YOUR INSTRUCTIONS – In your copy, reproduce the entries exactly as they are, minus the images.
=== THE DATA ===
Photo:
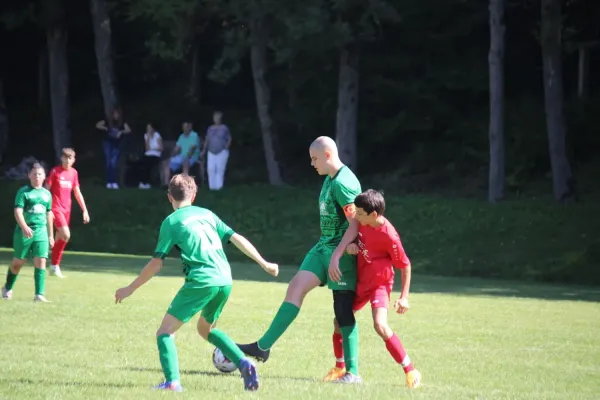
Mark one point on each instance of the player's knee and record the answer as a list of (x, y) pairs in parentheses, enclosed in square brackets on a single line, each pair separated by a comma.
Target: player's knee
[(342, 307), (382, 329)]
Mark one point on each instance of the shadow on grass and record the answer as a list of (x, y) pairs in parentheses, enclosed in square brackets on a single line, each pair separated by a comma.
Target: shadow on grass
[(214, 373), (125, 264), (65, 383)]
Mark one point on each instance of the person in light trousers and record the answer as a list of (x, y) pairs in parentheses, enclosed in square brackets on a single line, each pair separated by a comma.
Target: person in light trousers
[(217, 143)]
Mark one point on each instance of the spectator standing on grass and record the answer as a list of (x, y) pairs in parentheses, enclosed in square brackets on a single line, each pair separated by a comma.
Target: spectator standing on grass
[(153, 148), (185, 154), (217, 143), (114, 128)]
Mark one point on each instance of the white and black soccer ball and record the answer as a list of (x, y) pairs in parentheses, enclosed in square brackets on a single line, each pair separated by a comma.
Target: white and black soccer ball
[(222, 363)]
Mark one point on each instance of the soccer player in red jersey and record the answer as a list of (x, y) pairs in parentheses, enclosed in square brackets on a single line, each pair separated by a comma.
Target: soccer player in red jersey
[(379, 250), (62, 180)]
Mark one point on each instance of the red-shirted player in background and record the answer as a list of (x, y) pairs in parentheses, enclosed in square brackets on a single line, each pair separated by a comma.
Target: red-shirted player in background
[(379, 249), (62, 180)]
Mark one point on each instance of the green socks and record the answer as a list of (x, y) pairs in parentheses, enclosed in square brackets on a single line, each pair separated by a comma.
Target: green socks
[(221, 341), (39, 276), (350, 343), (10, 279), (284, 317), (168, 357)]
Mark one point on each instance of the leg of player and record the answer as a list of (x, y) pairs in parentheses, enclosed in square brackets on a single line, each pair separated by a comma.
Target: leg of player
[(339, 370), (395, 348), (343, 301), (167, 353), (302, 283), (11, 277), (39, 276), (63, 234)]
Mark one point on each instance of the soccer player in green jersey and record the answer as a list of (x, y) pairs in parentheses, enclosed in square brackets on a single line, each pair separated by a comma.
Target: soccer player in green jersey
[(326, 263), (199, 234), (33, 235)]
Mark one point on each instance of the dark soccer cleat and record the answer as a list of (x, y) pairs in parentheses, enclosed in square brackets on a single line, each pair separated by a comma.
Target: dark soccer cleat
[(248, 371), (254, 351)]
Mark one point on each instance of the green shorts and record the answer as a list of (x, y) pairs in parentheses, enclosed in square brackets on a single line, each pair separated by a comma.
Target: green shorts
[(37, 246), (317, 262), (190, 301)]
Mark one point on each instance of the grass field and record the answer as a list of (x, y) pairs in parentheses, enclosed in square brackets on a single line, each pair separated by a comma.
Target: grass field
===
OUTPUT –
Photo:
Mark one point on each instance of the player's knee and record the answer as a list of (x, y) pairs in parentheses, enclosed in square brackets on a single line, each pair separated by a comma.
Target: player's knee
[(342, 307), (382, 329)]
Mark one point on each instance of the shadow on grass and record the answer as a list of (x, y) pairs in parentheses, enclosed in square brackets on a single line, each pair separated by a comma.
Target: shadow on grass
[(214, 373), (125, 264), (65, 383)]
Mark one point on each instance of the person in light trousers and record the answer as a list of (x, y) pairs in parentheses, enclosed in square brackets on a single line, each pair separated by a comma.
Target: person in light trousers
[(217, 143)]
Mark one point on each instance of the spectator standing on grass and record the answer as a list of (x, y) pairs in parentheses, enclosed in square brackets on a single line, each pair separated by a comma.
Target: spectator standing on grass
[(153, 148), (185, 154), (217, 143), (114, 128)]
Mark one point on each instance of the white and black soccer ball and record the answer as a list of (x, y) pairs in parentheses, enclosed in square brackets on a single line, each pair separated by a comma.
Target: white and black soccer ball
[(222, 363)]
Mark one point on each instance of the soccer player in red jersey and record the answer as a list of (x, y) pairs in parentheses, enclosed in square brackets on a single line, each pair separated by a comma.
Target: soccer player in red jersey
[(379, 250), (62, 180)]
Mark one point on each instance of the red-shirted player in background and record the answer as a list of (x, y) pairs in parentheses, enclosed in square brackets on a single line, each pair separated by a comma.
Target: red-shirted player in background
[(379, 249), (62, 180)]
Mark one point on each instance of the green socks and record the answer as a list of (x, y) pairs in parentheses, enclosed in square brackets on a single line, each pair separated by a comma.
Target: green socks
[(221, 341), (39, 276), (350, 343), (10, 279), (284, 317), (168, 357)]
Mark one point on each instance of the leg of player and record the answer as a list of (x, y) pairs in parentheses, enclosed in square brackets on a single line, each pair separated by a comma.
Target: leg of player
[(339, 370), (395, 348), (343, 301), (167, 353), (302, 283), (11, 277), (39, 276), (63, 234)]
Mark one point on each instance of the soccer player in green jersey and record the answer as a list of (x, y) pairs in parentheses, enclosed in square brackets on a single line, each pair separated by a comma.
Target: soccer player in green jersey
[(326, 263), (199, 234), (33, 235)]
Mark one point on each instance of the dark soccer cleat and record the answer as a list of (x, y) pairs in parentheses, enclosed in square brackets on a single line, each pair separated by a comma.
Target: dark soccer cleat
[(248, 371), (254, 351)]
Mark one point on each instance of the green shorts and record the answer as a list of (x, y) pairs in parentheses, enclosed in square brackets on a single line, each pair separated by a comma.
Target: green shorts
[(37, 246), (317, 262), (190, 301)]
Mark one point on each instance of the grass field and record the answer as a list of (x, y) pairs in parentheses, enclosed in square brackets on a single line, each pair separated by a comma.
Target: grass field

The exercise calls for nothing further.